Texto:
A promessa da China de US$ 500 milhões, que Liu disse que seria dada nos próximos cinco anos, é um dos exemplos mais claros dos esforços de Pequim para preencher o vazio de liderança global deixado por Trump enquanto o presidente persegue sua política externa de “América Primeiro”.
“Os ataques e o desprezo da administração Trump pela governança internacional ofereceram novas oportunidades para a diplomacia chinesa”, afirma Zhao Minghao, professor de relações internacionais da Universidade Fudan em Xangai.
Na AMS na terça-feira, o Secretário de Saúde e Serviços Humanos Robert F. Kennedy Jr. chamou a organização de “moribunda” e “atolada em inchaço burocrático”.
Pequim, enquanto isso, tem trabalhado para se retratar como uma alternativa superior ao poder dos EUA —ou seja, como um líder global responsável e defensor da ordem internacional. Sob o líder chinês Xi Jinping, Pequim tem perseguido uma política externa mais agressiva em sua tentativa de substituir os EUA como a potência mundial preeminente —uma estratégia que requer mais amigos— e tem buscado reescrever as regras da ordem global a seu favor.
Mesmo antes da guinada isolacionista de Washington, a China vinha expandindo sua influência em organizações como as Nações Unidas. Dos cinco membros permanentes do Conselho de Segurança da ONU, a China é o principal contribuinte de forças de paz da ONU. Em uma visita à Europa na semana passada, o ministro da Defesa chinês, Dong Jun, disse que seu país contribuiria mais para operações de manutenção da paz.
O objetivo, dizem os analistas, é moldar as normas internacionais ao gosto de Pequim, bem como consolidar o papel da China nas cadeias de suprimentos globais.
Sob Trump, os EUA estão travando uma guerra comercial com a China e ameaçaram impor tarifas altíssimas tanto a rivais quanto a aliados.
Zhao afirma que espera que Pequim desempenhe um papel maior na cooperação internacional quando se trata de saúde pública, mas também de mudanças climáticas e transição para energia verde. A China produz mais de 60% dos carros elétricos do mundo e 80% das baterias que os alimentam.
Em contraste com Trump, que ordenou a retirada dos EUA do Acordo de Paris sobre o clima, o histórico tratado internacional para reduzir as emissões de carbono, Pequim reafirmou seu compromisso com o acordo e intensificou os investimentos em infraestrutura de energia verde no Sudeste Asiático e outras regiões.
“A China está tentando ser mais ativa em áreas onde tem vantagens”, diz Zhao.

Dados armazenados:
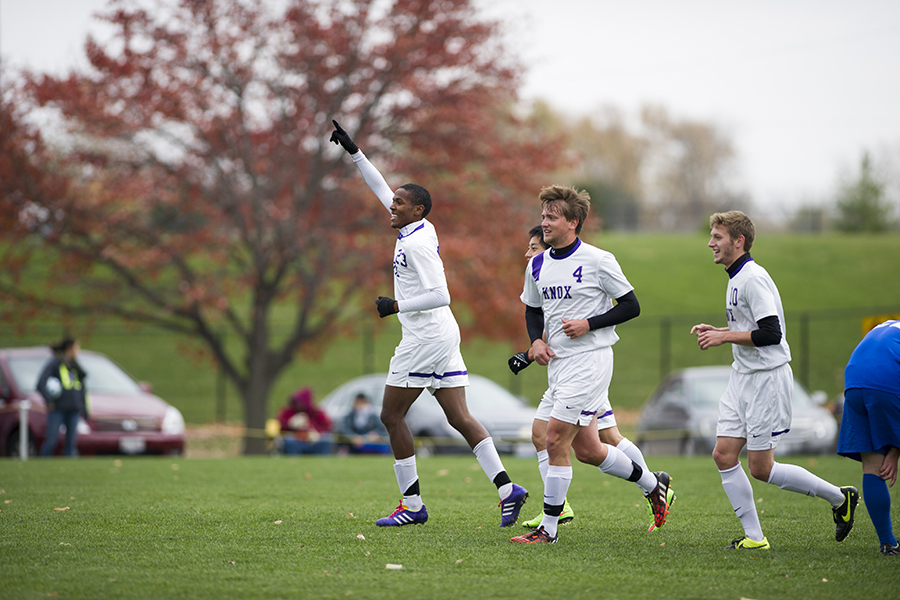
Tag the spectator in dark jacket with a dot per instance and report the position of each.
(305, 428)
(363, 427)
(61, 383)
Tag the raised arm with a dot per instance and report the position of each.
(370, 174)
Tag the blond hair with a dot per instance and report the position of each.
(737, 224)
(572, 204)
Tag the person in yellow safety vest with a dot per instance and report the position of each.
(62, 385)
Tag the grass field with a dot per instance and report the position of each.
(835, 279)
(304, 528)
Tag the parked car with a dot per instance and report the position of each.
(506, 417)
(125, 418)
(680, 416)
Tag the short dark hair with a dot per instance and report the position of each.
(537, 232)
(418, 195)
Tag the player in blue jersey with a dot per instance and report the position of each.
(870, 424)
(755, 410)
(569, 293)
(428, 356)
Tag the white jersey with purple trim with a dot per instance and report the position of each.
(752, 296)
(578, 285)
(418, 268)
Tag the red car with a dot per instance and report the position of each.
(125, 418)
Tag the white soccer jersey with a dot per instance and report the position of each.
(578, 285)
(752, 296)
(418, 268)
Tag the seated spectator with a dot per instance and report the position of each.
(305, 428)
(364, 430)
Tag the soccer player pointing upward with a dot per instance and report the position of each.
(428, 355)
(756, 408)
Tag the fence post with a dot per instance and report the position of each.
(665, 347)
(804, 348)
(24, 407)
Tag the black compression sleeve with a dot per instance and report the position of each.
(626, 308)
(768, 334)
(534, 322)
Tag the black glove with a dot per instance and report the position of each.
(339, 136)
(385, 306)
(519, 361)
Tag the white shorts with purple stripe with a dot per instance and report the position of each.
(757, 407)
(579, 388)
(428, 365)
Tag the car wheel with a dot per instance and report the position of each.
(12, 445)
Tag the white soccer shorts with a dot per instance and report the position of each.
(432, 366)
(757, 407)
(579, 386)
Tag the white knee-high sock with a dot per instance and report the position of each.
(634, 453)
(797, 479)
(740, 494)
(407, 475)
(490, 462)
(555, 490)
(619, 465)
(543, 464)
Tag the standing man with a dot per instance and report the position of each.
(608, 429)
(756, 408)
(428, 355)
(870, 425)
(61, 383)
(569, 292)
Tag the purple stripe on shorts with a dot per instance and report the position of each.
(436, 376)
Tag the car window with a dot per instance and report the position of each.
(706, 391)
(103, 375)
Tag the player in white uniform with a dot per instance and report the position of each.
(428, 355)
(756, 408)
(607, 427)
(569, 293)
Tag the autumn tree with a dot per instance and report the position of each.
(195, 188)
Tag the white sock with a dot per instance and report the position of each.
(489, 459)
(555, 490)
(797, 479)
(543, 464)
(634, 453)
(619, 465)
(405, 470)
(740, 494)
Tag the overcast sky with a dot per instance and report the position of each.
(802, 87)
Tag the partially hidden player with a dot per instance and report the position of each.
(428, 355)
(568, 293)
(606, 421)
(755, 410)
(870, 424)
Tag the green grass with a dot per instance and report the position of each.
(836, 279)
(288, 528)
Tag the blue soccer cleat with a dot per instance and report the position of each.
(403, 516)
(511, 505)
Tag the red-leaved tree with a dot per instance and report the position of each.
(191, 184)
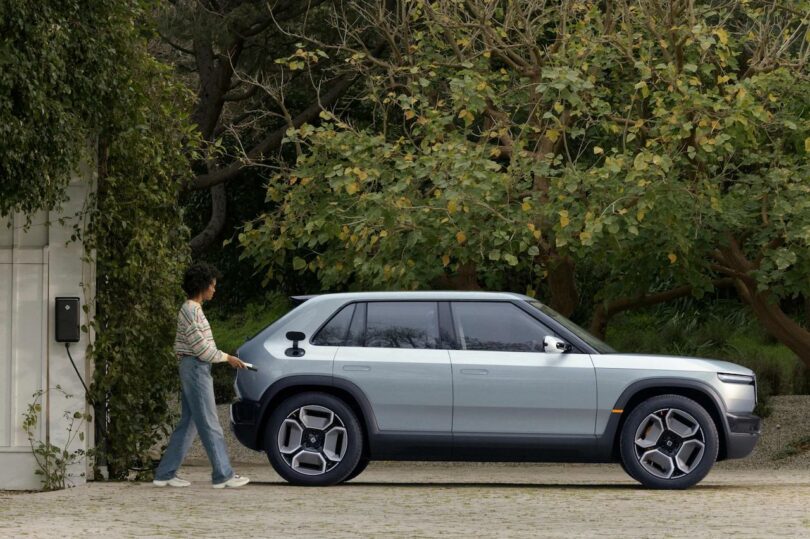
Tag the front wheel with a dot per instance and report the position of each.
(669, 442)
(314, 439)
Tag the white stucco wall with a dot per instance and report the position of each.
(36, 266)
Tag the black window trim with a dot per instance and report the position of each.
(329, 320)
(579, 346)
(437, 302)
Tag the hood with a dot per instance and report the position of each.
(655, 361)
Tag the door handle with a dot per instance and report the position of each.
(356, 368)
(478, 372)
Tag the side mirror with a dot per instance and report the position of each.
(295, 337)
(553, 345)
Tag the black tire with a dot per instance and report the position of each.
(668, 443)
(361, 466)
(335, 472)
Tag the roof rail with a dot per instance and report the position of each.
(298, 300)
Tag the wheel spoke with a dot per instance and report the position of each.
(689, 455)
(681, 423)
(289, 436)
(657, 463)
(649, 431)
(309, 463)
(316, 417)
(334, 445)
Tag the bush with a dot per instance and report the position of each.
(230, 332)
(722, 330)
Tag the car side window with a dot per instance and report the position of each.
(402, 324)
(497, 326)
(335, 332)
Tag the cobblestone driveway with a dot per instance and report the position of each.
(425, 500)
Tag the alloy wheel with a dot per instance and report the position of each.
(312, 440)
(669, 443)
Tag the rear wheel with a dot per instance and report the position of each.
(314, 439)
(669, 442)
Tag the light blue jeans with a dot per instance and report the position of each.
(198, 414)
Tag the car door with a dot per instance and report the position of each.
(399, 365)
(503, 381)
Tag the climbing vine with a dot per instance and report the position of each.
(78, 83)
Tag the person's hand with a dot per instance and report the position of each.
(235, 362)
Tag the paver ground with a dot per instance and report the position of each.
(425, 500)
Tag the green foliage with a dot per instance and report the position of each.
(231, 331)
(721, 331)
(53, 461)
(75, 76)
(137, 232)
(638, 145)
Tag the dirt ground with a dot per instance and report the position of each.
(425, 500)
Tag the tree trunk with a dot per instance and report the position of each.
(605, 311)
(215, 225)
(775, 321)
(733, 262)
(563, 286)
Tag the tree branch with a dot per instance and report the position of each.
(273, 140)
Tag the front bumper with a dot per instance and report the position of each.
(743, 433)
(244, 422)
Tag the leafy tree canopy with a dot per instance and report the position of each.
(647, 142)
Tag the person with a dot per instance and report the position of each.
(196, 351)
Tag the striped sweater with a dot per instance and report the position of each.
(194, 337)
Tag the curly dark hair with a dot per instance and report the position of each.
(198, 277)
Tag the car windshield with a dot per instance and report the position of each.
(597, 344)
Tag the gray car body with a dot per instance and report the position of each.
(450, 404)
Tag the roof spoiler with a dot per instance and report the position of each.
(298, 300)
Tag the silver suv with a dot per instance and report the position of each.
(466, 376)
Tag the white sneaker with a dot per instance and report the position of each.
(233, 482)
(173, 482)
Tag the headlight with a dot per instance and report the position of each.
(736, 378)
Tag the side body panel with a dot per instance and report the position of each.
(409, 390)
(523, 393)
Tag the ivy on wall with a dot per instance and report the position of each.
(75, 71)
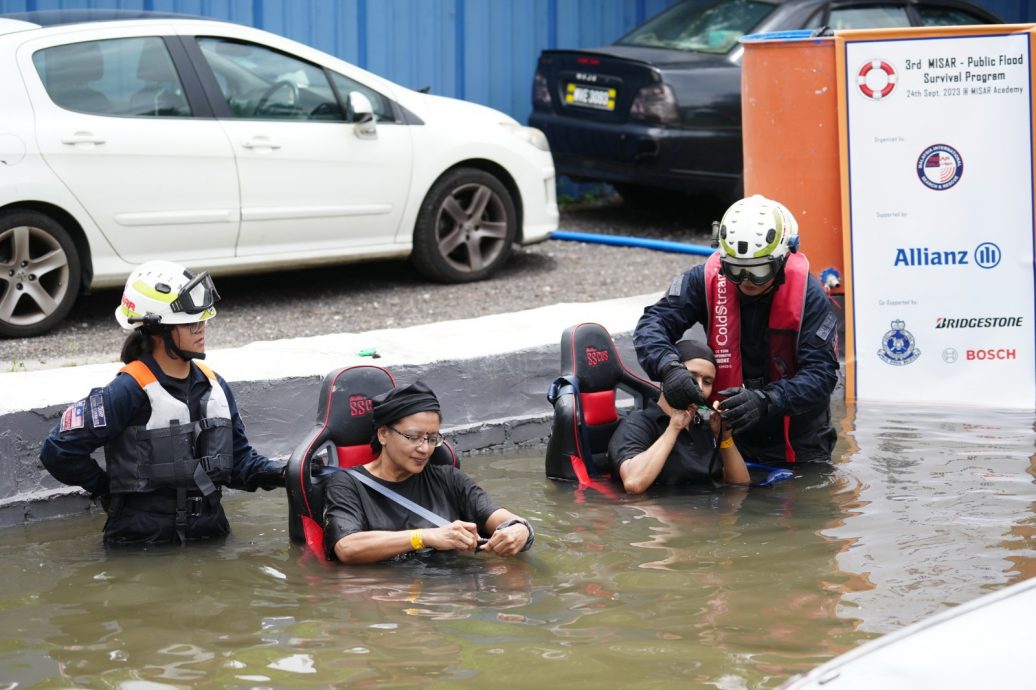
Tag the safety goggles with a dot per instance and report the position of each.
(758, 274)
(197, 295)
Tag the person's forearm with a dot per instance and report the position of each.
(366, 547)
(735, 469)
(640, 471)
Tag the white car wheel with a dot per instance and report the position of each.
(39, 272)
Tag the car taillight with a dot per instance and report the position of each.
(655, 104)
(541, 92)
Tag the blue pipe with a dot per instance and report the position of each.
(626, 240)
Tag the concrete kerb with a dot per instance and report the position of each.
(491, 375)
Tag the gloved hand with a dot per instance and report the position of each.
(272, 478)
(743, 407)
(680, 389)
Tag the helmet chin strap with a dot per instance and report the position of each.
(174, 351)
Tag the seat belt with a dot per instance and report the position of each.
(416, 509)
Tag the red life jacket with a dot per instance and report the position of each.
(785, 321)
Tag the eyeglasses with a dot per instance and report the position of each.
(432, 439)
(758, 274)
(195, 326)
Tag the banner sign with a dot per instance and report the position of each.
(937, 136)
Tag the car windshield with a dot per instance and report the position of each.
(703, 26)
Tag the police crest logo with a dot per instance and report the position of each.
(898, 346)
(940, 167)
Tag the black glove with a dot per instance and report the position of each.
(680, 389)
(743, 407)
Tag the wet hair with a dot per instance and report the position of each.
(695, 349)
(398, 403)
(137, 344)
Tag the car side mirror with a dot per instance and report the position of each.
(363, 116)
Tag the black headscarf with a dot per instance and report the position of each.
(694, 349)
(404, 401)
(396, 404)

Atividade: Dê continuidade ao texto sobre a China e o vazio de liderança global a partir da última frase apresentada. As entradas não têm nenhuma função nesta atividade.

Resposta:
Pequim também tenta usar a ONU para reforçar suas reivindicações territoriais sobre Taiwan, que o Partido Comunista Chinês no poder diz que usará a força para assumir o controle se a democracia autônoma da ilha não vier voluntariamente. Por insistência de Pequim, Taiwan foi impedida de participar da AMS nos últimos nove anos.
“A região de Taiwan da China, a menos que receba aprovação do governo central, não tem base, razão ou direito de participar da AMS”, disse o Ministério das Relações Exteriores da China em um comunicado na segunda-feira, saudando a decisão de excluir Taiwan.
Especialistas dizem que Pequim aproveita seu papel em organizações internacionais para promover a ideia de que Taiwan não é um estado soberano.
“A China há muito tempo usa a diplomacia da saúde para interferir na participação e visibilidade internacional de Taiwan”, diz Chen Hsiu-hsi, professor de saúde pública da Universidade Nacional de Taiwan.
“[A China] construiu laços amistosos com vários países e avançou sua própria agenda por meio de organizações e eventos onde os EUA não estão envolvidos”, disse ele, o que torna mais difícil para Taiwan fazer lobby para participar.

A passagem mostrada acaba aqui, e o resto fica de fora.